## The problem:
Each record should be output exactly, with every character kept.

## Records to process:
------------------------------------------------------------

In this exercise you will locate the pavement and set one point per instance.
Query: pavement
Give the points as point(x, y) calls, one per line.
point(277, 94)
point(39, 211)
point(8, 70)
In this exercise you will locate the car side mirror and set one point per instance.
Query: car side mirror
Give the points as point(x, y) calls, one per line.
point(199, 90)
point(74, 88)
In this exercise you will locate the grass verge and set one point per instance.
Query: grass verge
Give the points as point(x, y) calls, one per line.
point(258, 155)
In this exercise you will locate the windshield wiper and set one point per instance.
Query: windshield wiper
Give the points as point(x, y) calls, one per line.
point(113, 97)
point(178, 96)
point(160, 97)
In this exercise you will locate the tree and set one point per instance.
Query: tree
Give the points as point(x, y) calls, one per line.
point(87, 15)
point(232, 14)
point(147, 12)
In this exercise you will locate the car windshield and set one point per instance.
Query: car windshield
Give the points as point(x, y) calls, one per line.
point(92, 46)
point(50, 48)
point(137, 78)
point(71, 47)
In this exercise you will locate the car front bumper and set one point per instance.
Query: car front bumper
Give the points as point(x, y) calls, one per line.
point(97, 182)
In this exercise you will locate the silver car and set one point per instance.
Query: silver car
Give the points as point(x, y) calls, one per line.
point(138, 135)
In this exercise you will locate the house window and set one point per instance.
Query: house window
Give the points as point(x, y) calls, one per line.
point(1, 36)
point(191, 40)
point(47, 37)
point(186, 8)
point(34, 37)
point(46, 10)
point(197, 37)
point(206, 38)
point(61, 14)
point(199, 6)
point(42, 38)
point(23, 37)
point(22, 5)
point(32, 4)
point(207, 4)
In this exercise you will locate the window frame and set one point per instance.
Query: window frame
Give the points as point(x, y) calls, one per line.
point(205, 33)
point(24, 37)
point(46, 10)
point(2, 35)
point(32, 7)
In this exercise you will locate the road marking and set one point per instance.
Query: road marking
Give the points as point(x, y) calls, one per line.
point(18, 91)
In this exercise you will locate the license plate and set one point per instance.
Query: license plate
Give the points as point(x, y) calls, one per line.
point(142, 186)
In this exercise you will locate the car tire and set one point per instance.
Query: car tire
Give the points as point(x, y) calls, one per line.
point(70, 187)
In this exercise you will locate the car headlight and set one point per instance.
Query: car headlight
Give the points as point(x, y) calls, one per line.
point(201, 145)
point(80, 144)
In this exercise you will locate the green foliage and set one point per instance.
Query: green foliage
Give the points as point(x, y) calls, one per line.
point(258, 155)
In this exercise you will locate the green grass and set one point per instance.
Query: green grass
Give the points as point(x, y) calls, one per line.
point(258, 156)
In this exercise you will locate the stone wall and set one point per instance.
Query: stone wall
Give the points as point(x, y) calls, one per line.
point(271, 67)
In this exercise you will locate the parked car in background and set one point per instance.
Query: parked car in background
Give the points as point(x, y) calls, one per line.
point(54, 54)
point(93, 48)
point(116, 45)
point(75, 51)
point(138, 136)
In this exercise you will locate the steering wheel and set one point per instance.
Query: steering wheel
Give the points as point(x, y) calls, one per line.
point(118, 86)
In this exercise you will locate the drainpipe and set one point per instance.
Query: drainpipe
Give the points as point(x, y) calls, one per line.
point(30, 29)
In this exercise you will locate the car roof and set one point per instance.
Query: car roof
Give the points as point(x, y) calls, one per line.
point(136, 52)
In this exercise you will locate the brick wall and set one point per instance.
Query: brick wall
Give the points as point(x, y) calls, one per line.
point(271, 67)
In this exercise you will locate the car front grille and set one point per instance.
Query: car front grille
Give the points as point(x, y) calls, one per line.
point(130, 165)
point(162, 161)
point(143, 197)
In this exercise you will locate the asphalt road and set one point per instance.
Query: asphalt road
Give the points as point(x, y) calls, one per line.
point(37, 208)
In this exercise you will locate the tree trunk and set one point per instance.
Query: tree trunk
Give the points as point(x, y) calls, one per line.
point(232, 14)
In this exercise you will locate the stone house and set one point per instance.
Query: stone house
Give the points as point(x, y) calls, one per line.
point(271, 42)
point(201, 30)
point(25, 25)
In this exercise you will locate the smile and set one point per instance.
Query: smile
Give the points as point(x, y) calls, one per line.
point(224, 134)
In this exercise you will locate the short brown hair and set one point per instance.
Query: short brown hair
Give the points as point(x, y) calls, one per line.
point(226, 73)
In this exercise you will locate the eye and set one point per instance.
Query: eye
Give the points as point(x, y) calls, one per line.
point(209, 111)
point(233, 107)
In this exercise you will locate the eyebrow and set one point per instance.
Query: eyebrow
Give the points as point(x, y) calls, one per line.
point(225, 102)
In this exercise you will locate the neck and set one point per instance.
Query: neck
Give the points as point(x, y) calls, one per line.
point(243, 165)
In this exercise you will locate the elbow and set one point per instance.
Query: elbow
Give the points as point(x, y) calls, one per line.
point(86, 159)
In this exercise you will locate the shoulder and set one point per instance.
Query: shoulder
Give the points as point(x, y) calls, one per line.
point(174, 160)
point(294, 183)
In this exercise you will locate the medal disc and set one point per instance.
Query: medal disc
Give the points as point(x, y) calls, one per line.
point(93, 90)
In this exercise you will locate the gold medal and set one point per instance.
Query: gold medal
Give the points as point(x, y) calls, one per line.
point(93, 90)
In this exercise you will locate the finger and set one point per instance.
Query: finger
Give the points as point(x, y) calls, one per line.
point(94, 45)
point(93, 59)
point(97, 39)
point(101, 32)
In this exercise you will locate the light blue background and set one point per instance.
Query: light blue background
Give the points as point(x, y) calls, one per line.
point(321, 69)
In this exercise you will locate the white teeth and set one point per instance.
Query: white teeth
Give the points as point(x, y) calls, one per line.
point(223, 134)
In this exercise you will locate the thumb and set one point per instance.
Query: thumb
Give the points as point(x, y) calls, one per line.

------------------------------------------------------------

## Output below:
In this exercise you will locate the pavement and set one point per instance.
Query: pavement
Give the points as point(x, y) calls, one per line.
point(277, 94)
point(39, 211)
point(8, 70)
In this exercise you will locate the car side mirror and set one point per instance.
Query: car side mirror
Give the points as point(x, y) calls, one per line.
point(199, 90)
point(74, 88)
In this exercise you will locate the grass verge and set one point per instance.
Query: grass verge
Give the points as point(x, y) calls, one per line.
point(258, 155)
In this exercise you will locate the windshield wiper and set one point per instance.
Query: windshield wiper
Give the points as point(x, y) calls, one per line.
point(113, 97)
point(178, 96)
point(160, 97)
In this exercise you will locate the tree and set one point per instance.
Query: tree
Give the points as point(x, y) calls, one per line.
point(87, 15)
point(232, 14)
point(147, 12)
In this exercise you will locate the car windshield and set one point per instance.
Query: car windshield
Give the points as point(x, y) calls, one per line.
point(92, 46)
point(50, 48)
point(137, 78)
point(71, 47)
In this exercise you will locate the car front bumper and set one point per instance.
Query: car front bumper
Give the points as point(x, y) calls, one per line.
point(97, 182)
In this exercise you will locate the silver car and set one point per instance.
Query: silver car
Give the points as point(x, y) calls, one per line.
point(138, 135)
In this exercise you will locate the house window and set one point per instance.
Query: house window
Give the points as point(x, y) calls, one per line.
point(1, 36)
point(191, 40)
point(47, 37)
point(186, 8)
point(34, 37)
point(46, 10)
point(197, 37)
point(206, 38)
point(61, 14)
point(199, 6)
point(42, 38)
point(23, 37)
point(22, 5)
point(32, 4)
point(207, 4)
In this exercise you will locate the window frame and set one point per instance.
Query: window frame
Give the points as point(x, y) calls, one per line.
point(205, 33)
point(24, 37)
point(46, 10)
point(2, 35)
point(32, 7)
In this exercise you will locate the road marking and set one point per instance.
Query: road marking
Give the points as point(x, y) calls, one per line.
point(18, 91)
In this exercise you will locate the license plate and set one point per instance.
Query: license plate
Give the points as point(x, y) calls, one per line.
point(142, 186)
In this exercise you will locate the car tire and set one point per instance.
Query: car tire
Give the points as point(x, y) calls, one per line.
point(70, 187)
In this exercise you will locate the car headlight and set one point per instance.
Query: car headlight
Give the points as point(x, y) calls, one per line.
point(201, 145)
point(80, 144)
In this exercise you will locate the green foliage and set one point per instance.
Query: green foliage
Give the points as point(x, y) calls, one per line.
point(258, 155)
In this exercise you will locate the green grass and set one point per instance.
Query: green grass
Give the points as point(x, y) calls, one per line.
point(258, 156)
In this exercise you will locate the stone wall and set one point per instance.
Query: stone wall
Give the points as point(x, y) calls, one per line.
point(271, 67)
In this exercise you will locate the parked car in background and set one point per instance.
Query: parked car in background
Give the points as point(x, y) calls, one per line.
point(54, 54)
point(93, 48)
point(116, 45)
point(75, 51)
point(138, 136)
In this exercise you will locate the steering wheel and set one point per instance.
Query: steering wheel
Give the points as point(x, y) calls, one per line.
point(118, 86)
In this exercise you will locate the drainpipe and set one point per instance.
Query: drainpipe
Give the points as point(x, y) calls, one per line.
point(30, 29)
In this exercise you will locate the car roof and set one point per instance.
Query: car roof
Give the points as point(x, y) calls, one per line.
point(136, 52)
In this exercise you will locate the brick wall and set one point per instance.
Query: brick wall
Give the points as point(x, y) calls, one per line.
point(271, 67)
In this exercise you will locate the car front grille and set one point per instance.
Query: car front grille
Give the points as point(x, y) calls, one per line.
point(130, 165)
point(162, 161)
point(143, 197)
In this exercise you will locate the asphalt road and set one point per instance.
Query: asphalt road
Give the points as point(x, y) calls, one per line.
point(37, 208)
In this exercise you will locate the tree trunk and set one point per instance.
Query: tree trunk
Give the points as point(x, y) calls, one per line.
point(232, 14)
In this exercise you will locate the stone house and set one point per instance.
Query: stone house
Give the points as point(x, y) calls, one per line.
point(271, 42)
point(201, 30)
point(25, 25)
In this exercise you will locate the smile and set one point per instance.
Query: smile
Give the points as point(x, y) calls, one per line.
point(224, 134)
In this exercise you will locate the short brown hair and set one point per instance.
Query: short brown hair
Give the points as point(x, y) calls, one per line.
point(226, 73)
In this exercise you will locate the eye and set one point per instance.
Query: eye
Give the points as point(x, y) calls, one per line.
point(209, 111)
point(233, 107)
In this exercise you will locate the eyebrow and set one point per instance.
Query: eyebrow
Give the points as point(x, y) calls, one per line.
point(225, 102)
In this exercise you will locate the neck and set one point per instance.
Query: neck
Give the points as point(x, y) calls, one per line.
point(243, 165)
In this exercise you will locate the elbow and set one point per instance.
Query: elbow
Give the points as point(x, y) calls, one per line.
point(86, 159)
In this exercise you will locate the shoulder and set one point per instance.
Query: shoulder
Give the points as point(x, y) calls, one per line.
point(174, 160)
point(294, 183)
In this exercise you will locate the medal disc and set one point per instance.
Query: medal disc
Give the points as point(x, y) calls, one per line.
point(93, 90)
In this exercise you will locate the gold medal and set one point per instance.
Query: gold medal
Give the points as point(x, y) calls, one per line.
point(93, 90)
In this exercise you will locate the finger and set one point per instance.
Query: finger
Give the points as point(x, y) calls, one per line.
point(94, 45)
point(93, 59)
point(97, 39)
point(101, 32)
In this exercise you will locate the light blue background and set one point per instance.
Query: light blue background
Give the points as point(x, y) calls, one per line.
point(321, 69)
In this exercise you will locate the white teeth and set one point per instance.
Query: white teeth
Give the points as point(x, y) calls, one per line.
point(223, 134)
In this exercise you will locate the thumb and set one point per instance.
Query: thumb
Give the points as point(x, y) calls, one per line.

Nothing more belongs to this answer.